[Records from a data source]
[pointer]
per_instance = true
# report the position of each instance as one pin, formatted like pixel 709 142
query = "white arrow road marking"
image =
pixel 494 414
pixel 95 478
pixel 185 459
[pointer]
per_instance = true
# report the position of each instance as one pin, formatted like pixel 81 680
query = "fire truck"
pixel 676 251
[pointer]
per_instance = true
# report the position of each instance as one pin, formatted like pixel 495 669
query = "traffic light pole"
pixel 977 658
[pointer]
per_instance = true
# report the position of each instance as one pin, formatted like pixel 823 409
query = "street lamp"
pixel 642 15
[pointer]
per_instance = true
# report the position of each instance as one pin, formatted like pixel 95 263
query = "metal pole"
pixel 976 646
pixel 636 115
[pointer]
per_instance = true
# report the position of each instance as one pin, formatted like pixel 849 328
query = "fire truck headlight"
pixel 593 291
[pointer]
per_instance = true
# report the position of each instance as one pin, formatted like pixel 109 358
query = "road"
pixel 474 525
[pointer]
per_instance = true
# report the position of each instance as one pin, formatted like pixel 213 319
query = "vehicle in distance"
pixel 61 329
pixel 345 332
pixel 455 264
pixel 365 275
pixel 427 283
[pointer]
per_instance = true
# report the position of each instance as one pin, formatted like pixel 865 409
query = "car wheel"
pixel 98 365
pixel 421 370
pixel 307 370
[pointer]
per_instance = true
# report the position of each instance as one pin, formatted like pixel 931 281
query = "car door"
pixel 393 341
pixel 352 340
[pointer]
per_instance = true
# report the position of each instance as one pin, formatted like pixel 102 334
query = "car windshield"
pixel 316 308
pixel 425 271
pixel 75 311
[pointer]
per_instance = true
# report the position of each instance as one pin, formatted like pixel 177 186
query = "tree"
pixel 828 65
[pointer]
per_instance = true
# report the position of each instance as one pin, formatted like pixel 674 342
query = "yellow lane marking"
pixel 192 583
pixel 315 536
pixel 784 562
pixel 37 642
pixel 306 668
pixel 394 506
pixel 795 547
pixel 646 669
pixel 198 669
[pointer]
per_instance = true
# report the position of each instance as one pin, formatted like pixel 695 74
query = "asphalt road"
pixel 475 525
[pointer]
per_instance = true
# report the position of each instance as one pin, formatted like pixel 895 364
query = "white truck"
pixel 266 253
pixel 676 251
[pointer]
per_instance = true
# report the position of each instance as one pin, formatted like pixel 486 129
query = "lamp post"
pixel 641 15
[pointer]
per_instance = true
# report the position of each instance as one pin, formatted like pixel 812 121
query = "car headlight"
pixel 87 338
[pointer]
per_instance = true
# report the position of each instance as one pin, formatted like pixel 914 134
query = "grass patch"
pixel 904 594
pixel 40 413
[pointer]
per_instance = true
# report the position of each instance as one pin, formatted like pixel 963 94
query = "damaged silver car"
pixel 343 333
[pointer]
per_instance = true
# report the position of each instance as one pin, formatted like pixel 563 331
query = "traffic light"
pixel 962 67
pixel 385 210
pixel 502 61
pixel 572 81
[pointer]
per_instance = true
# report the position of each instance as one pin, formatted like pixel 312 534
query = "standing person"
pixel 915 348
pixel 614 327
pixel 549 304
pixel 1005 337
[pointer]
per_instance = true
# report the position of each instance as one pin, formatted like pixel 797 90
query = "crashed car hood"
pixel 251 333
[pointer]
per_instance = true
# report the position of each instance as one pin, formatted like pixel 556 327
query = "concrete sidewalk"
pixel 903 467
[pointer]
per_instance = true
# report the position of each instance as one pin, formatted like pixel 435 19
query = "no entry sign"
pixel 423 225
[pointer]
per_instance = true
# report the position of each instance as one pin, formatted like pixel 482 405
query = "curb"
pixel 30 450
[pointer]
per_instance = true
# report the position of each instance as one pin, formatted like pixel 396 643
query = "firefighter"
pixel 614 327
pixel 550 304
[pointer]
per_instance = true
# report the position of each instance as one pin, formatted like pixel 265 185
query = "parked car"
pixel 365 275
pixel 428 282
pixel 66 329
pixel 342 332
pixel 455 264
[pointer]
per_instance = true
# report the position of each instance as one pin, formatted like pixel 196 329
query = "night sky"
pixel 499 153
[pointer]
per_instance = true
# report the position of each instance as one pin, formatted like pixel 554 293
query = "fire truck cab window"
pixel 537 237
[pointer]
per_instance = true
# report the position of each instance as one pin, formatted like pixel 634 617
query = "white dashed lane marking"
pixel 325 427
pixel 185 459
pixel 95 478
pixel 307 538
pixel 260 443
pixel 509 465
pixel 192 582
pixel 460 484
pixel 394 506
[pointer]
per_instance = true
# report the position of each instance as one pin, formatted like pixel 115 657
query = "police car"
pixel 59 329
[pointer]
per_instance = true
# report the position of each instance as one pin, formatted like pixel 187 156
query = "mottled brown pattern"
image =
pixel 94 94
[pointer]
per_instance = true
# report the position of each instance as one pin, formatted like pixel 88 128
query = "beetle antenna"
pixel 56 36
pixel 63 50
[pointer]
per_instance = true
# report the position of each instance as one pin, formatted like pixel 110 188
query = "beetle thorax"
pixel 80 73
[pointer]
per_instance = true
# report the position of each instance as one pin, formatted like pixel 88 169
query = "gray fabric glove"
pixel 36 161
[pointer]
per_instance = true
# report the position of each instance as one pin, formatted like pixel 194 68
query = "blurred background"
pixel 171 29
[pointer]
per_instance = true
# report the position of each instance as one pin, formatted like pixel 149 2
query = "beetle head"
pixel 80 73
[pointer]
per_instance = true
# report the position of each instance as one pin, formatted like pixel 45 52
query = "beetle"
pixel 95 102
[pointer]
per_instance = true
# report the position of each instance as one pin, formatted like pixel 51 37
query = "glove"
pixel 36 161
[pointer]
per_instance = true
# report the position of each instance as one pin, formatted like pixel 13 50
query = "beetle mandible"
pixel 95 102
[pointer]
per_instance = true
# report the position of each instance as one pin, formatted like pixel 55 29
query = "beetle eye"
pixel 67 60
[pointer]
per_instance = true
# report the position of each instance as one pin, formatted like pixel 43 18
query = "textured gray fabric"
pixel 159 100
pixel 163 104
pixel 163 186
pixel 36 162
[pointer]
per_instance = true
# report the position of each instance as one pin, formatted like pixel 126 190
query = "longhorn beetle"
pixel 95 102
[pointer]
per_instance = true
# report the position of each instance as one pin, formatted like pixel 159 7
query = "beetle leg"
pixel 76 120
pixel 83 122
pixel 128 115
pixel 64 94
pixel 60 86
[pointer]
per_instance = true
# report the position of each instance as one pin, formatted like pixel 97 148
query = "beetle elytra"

### Aim of the task
Collect every line of the records that contains the string "headlight", and copy each one unchanged.

### Exercise output
query = "fire truck headlight"
query = "car headlight"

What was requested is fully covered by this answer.